Directions: Scan the lines below for "backpack" and copy the matches.

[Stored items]
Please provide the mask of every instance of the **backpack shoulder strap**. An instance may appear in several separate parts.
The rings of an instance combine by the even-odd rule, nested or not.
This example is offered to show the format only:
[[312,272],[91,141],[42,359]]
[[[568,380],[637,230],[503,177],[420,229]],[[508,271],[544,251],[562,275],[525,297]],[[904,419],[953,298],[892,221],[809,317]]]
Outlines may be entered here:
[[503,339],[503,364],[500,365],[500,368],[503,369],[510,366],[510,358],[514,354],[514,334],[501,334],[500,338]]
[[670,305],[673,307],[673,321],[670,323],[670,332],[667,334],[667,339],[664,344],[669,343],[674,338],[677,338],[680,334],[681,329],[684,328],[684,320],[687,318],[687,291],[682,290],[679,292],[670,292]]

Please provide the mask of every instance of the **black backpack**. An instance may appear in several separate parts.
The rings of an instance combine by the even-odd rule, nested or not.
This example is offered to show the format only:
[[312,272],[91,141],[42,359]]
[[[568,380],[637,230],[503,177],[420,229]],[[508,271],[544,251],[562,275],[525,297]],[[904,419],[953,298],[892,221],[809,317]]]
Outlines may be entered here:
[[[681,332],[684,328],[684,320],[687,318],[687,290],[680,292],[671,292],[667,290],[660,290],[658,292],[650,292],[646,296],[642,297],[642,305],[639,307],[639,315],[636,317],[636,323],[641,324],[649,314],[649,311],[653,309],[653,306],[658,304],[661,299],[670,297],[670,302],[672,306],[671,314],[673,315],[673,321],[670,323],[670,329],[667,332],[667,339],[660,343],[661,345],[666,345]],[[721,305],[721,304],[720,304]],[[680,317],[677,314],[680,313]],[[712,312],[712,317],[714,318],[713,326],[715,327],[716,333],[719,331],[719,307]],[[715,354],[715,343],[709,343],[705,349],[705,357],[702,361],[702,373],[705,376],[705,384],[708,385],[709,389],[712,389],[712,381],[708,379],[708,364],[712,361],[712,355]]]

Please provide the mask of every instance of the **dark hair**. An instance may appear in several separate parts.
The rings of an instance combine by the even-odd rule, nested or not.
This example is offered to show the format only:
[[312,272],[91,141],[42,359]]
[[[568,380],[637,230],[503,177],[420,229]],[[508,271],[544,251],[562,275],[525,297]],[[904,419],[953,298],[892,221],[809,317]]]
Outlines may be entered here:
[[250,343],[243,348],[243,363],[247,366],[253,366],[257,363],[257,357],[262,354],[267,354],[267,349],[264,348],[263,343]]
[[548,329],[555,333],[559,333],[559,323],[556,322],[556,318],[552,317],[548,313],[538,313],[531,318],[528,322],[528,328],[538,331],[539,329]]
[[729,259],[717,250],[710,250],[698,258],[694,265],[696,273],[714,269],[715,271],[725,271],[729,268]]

Exercise response:
Please provide the mask of every instance of the **backpack shoulder strap**. An instance may appear in several separate parts.
Please provide the mask of every instance of the **black backpack**. An instance may appear in several separate parts.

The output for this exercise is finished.